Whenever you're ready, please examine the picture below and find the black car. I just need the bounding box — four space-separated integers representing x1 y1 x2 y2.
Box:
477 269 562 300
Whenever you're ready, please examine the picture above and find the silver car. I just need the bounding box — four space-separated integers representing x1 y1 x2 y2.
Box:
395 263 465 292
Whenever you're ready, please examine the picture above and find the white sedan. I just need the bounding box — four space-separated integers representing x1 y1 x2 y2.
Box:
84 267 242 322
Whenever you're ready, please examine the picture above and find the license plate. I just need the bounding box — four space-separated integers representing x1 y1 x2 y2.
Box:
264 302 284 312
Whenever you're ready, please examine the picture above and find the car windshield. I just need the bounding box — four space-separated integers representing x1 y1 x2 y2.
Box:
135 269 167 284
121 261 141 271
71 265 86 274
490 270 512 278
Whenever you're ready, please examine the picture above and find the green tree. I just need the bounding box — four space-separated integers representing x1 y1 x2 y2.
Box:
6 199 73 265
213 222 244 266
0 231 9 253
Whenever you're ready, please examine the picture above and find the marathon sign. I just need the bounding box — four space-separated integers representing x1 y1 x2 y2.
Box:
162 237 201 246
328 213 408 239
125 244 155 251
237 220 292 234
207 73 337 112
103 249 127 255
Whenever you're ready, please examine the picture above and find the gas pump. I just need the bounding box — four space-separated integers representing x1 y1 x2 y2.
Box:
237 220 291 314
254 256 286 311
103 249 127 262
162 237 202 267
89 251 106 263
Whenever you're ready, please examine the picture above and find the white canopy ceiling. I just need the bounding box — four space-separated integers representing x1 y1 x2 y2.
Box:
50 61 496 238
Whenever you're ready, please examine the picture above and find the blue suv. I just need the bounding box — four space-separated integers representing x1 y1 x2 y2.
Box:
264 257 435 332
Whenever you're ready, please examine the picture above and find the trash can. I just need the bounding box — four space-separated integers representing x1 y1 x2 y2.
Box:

+ + + + +

▸ **Required work**
Return all the data exactly as given.

▸ **Task response**
Whenever you're ready, please examine the picture below and find the black car. I just need the bounding box — four space-separated integers representing x1 y1 x2 y2.
Box:
477 269 562 300
Whenever you're ready, please examine the picture above and find the silver car. I just need the bounding box — four space-separated integers representing x1 y1 x2 y2.
Box:
395 263 465 292
Whenever you're ready, please examine the picture above and find the white sedan. I just need the bounding box — four space-separated integers representing x1 y1 x2 y2.
Box:
84 267 242 322
Whenever you're ready, please examine the picture above and find the license plate. I just need the bounding box — four space-separated integers representing x1 y1 x2 y2.
Box:
264 302 284 312
Whenever you're ready, please examine the picture above and find the car windshield. I just need the bounding box — four space-separated integers representing x1 y1 x2 y2.
Box:
135 269 167 284
121 261 141 271
71 265 86 274
490 270 512 278
Whenever you're ready, please examine the picture above and find the green tree. I just need the bounding box — four space-separated integers representing x1 y1 x2 y2.
Box:
6 199 73 265
213 222 244 266
0 231 9 253
Whenever you're ready, please examine the picture above and find the marathon sign. I just need the bounding box — four space-separated integers representing x1 y1 x2 y2.
Box:
162 237 201 246
328 213 408 239
125 244 155 251
237 220 292 234
207 73 337 112
103 249 127 255
Whenever you're ready, please examine the picture above and find the gas pump. I just need the bounding box — four space-separated integers representing x1 y1 x2 y2.
Box:
237 220 291 314
254 256 286 311
103 249 127 262
162 237 202 267
89 251 106 263
Whenever you're ready, please examine the picture above and find the white canopy ceiling. I just need the bounding box — four space-separated integers representing x1 y1 x2 y2.
Box:
50 61 496 238
Whenever you're ready, please examine the picture above and find the blue suv. I just need the bounding box — four space-separated integers representing x1 y1 x2 y2.
Box:
264 257 435 332
Whenever you're ready, please examine the picture above and find the trash can. I just need the bounding box — four space-separated integers representing x1 y1 x2 y2.
Box:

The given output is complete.